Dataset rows
:::

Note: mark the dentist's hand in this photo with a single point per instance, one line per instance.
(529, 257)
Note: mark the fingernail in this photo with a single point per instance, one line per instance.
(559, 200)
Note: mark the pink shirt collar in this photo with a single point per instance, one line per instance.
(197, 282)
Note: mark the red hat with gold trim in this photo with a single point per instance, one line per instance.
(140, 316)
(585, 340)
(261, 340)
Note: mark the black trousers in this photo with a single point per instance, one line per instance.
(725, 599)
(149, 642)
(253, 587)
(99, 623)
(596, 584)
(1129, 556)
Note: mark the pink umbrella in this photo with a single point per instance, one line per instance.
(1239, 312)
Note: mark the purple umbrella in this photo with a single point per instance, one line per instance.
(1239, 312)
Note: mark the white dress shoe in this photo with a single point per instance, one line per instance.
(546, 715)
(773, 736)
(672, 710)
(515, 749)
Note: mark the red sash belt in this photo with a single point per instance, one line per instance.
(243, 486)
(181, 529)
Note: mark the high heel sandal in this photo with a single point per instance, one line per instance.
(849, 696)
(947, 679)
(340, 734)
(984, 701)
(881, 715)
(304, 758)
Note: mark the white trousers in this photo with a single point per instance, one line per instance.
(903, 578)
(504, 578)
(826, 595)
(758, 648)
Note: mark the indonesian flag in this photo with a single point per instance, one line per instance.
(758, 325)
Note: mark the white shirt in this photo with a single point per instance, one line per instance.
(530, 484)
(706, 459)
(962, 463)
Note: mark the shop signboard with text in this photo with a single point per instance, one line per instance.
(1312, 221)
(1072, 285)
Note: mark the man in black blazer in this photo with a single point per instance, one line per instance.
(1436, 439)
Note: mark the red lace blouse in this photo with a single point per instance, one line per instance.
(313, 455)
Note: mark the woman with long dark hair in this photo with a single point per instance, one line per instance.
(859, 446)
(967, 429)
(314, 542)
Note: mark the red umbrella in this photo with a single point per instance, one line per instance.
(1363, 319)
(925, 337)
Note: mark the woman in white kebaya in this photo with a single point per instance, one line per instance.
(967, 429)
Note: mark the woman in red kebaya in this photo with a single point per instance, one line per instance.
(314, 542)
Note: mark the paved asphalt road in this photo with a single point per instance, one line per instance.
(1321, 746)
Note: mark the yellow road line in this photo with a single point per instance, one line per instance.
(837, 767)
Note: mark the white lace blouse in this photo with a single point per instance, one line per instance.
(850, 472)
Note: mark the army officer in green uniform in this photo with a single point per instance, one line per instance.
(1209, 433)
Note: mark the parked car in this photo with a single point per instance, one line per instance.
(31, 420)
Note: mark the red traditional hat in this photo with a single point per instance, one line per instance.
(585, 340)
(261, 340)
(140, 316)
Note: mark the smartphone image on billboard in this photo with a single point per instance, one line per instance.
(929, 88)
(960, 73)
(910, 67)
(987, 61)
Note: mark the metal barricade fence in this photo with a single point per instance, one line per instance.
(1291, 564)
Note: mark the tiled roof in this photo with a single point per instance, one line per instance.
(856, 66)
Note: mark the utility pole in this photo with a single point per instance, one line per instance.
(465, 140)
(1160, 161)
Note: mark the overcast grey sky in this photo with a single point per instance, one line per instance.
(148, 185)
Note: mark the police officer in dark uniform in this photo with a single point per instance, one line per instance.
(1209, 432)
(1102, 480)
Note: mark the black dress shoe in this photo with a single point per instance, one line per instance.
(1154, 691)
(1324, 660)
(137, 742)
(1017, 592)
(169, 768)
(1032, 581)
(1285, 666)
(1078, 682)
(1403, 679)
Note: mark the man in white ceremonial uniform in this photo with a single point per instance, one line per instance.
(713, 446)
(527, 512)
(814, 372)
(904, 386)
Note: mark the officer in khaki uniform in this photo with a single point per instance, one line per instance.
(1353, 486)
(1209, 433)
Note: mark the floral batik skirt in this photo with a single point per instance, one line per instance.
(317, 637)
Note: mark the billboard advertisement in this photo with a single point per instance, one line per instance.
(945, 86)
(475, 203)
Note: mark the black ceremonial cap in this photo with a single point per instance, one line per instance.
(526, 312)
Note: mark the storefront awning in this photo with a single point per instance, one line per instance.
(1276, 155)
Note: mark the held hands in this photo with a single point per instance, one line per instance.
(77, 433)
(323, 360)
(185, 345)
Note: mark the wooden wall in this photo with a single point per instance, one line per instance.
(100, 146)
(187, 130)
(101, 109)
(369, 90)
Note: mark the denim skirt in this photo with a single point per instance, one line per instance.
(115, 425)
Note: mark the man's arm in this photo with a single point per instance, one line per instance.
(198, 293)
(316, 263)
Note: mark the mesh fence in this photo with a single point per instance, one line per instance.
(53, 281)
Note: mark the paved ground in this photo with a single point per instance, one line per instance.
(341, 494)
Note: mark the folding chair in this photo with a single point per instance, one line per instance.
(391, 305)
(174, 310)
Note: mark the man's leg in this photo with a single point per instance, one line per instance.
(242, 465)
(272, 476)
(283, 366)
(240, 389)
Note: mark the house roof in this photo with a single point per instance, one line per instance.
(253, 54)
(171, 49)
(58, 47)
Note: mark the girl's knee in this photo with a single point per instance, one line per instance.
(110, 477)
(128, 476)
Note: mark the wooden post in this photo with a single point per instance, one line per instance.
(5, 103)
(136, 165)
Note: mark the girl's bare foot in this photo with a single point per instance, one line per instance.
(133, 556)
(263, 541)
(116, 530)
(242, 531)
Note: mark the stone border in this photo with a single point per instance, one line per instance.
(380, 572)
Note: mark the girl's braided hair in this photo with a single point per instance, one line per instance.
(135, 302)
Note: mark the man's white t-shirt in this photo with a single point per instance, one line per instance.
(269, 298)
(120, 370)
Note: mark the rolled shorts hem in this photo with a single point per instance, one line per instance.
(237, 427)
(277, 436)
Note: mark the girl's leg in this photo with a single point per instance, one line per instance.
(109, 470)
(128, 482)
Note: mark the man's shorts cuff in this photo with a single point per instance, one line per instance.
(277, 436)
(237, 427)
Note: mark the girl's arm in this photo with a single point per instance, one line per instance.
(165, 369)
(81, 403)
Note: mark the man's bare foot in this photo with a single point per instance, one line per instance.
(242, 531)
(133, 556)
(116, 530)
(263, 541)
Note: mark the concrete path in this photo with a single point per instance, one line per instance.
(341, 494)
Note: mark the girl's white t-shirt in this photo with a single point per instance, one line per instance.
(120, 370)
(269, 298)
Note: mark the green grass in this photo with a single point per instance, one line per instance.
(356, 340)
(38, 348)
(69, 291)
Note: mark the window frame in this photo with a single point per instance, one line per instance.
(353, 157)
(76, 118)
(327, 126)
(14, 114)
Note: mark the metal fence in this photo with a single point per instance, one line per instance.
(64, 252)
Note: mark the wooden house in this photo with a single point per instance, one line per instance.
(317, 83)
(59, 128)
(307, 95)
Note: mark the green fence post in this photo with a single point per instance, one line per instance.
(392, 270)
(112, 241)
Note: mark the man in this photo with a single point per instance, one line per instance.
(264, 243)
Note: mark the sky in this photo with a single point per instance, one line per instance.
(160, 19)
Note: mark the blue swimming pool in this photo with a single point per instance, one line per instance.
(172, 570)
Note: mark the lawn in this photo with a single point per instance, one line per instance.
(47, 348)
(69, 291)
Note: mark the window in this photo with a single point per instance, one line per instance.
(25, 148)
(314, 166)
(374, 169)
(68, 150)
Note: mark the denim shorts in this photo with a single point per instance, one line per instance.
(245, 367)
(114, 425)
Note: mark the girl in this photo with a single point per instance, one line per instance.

:::

#### What is asked:
Please copy the records from the line containing "Note: mark the window frame" through the end of the records, requests included, and increase every coordinate in the answers by 23.

#### Complete response:
Note: mark the window frame in this photo with a single point per instance, one line per instance.
(376, 180)
(99, 141)
(350, 149)
(37, 137)
Note: mark the metal fence in this photo with a single point per instance, one line per instance.
(87, 275)
Note: mark the wooden house in this photo with a single point per instance, one line per instance.
(340, 106)
(82, 151)
(330, 118)
Note: mark the green fence post in this photo with a single point per instance, one line per instance.
(415, 293)
(135, 264)
Note: mark the man in this photo with a single point per instance, one line per instance.
(287, 266)
Note: mark the sky in this photo with a single point per instance, one line per instance.
(183, 42)
Note: mark the blue swimming pool in this photo with a single point per instance, one line per instance.
(195, 593)
Note: mark the lawn in this photo with a single point per instance, one line per instance.
(70, 371)
(92, 314)
Note: mark the window in this photo with a single point per instance, one line per instance.
(48, 171)
(337, 189)
(397, 192)
(91, 173)
Note: mark the denim shorts in this photo with a single point per instance, one line per instance.
(268, 390)
(137, 448)
Note: mark the girl in this photo with a single point per instance, one line per instance.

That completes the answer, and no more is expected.